While filmmakers pitch their ideas as high concepts in order to get their projects financed, Armleder makes high-concept art by preference. His work presumes a literate reader; a seasoned, disinterested, even slightly jaded insider—someone who’s seen it all before. Like the artist, this reader can take pleasure in seeing familiar moves ‘rewound’ and ‘fast forwarded’, ‘at any speed’. Armleder uses generic elements so the plays are clear. For a big wall painting at Artspace, Armleder appropriated a ‘splash’ motif from a popular European decal, suggesting both a little ‘accident’ and graphic shorthand for painterly mark. In art, especially since Pollock, the painterly mark has come to stand less for the accidental and meaningless, than for the vital and expressive, the authentic and necessary—the autograph. Armleder repeats the irregular motif regularly in a grid pattern and in a decorous colour combination: green on yellow (or, as the paint chart would have it, ‘Lovers Lane’ on ‘Full Moon’). The unique, heroic existentialist mark is thus turned into a trademark, domesticated as decor. Playing off action painting, minimalist grids, and pop’s wallpaper aesthetic, the mural might sit alongside Rauschenberg’s Factum paintings, Lichtenstein’s comic brushstrokes, and Warhol’s Oxidation Paintings—all disarming pop treatments of abstract-expressionist mark making. Except there is no heavy iconoclasm here. For, unlike his pop predecessors, Armleder is not knocking down something that is still putting up a fight. And, his mural follows and recuperates those pop artists too, alongside Pollock.
Armleder is tender to art strategies that have done their dash, that history and its institutions have softened up, predigested, and made available for a new kind of appreciation. But, while he gives old heroes a second spin, he remains consistently and deeply anti-heroic. If he puts established gestures back into play, he also holds them in check. As if to belie the idea of modernist succession, moves neutralise one another—no one wins. Pointedly, at Artspace, next to the splash mural hang a pair of Pour paintings. While both fuse pop and AbEx, the mural looks predominantly pop while the Pours look predominantly AbEx. It’s as if both options are equally valid and timely.

--------------------

> **Work instructions**:
- a) Return the stretch from "Armleder is tender" through "valid and timely." in the text on Armleder, copied word for word.
- b) According to the text on Armleder, why does his splash mural involve no heavy iconoclasm?
- c) Name every artist mentioned in the text on Armleder.

> **Provided data**:
--------------------

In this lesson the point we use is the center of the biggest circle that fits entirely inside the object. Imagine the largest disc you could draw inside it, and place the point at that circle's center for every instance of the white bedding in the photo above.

--------------------

> **Outputs**:
- a)
Armleder is tender to art strategies that have done their dash, that history and its institutions have softened up, predigested, and made available for a new kind of appreciation. But, while he gives old heroes a second spin, he remains consistently and deeply anti-heroic. If he puts established gestures back into play, he also holds them in check. As if to belie the idea of modernist succession, moves neutralise one another—no one wins. Pointedly, at Artspace, next to the splash mural hang a pair of Pour paintings. While both fuse pop and AbEx, the mural looks predominantly pop while the Pours look predominantly AbEx. It’s as if both options are equally valid and timely.

- b) Unlike his pop predecessors, Armleder is not knocking down something that is still putting up a fight. His mural also follows and recuperates those pop artists, alongside Pollock.

- c) Armleder, Pollock, Rauschenberg, Lichtenstein, Warhol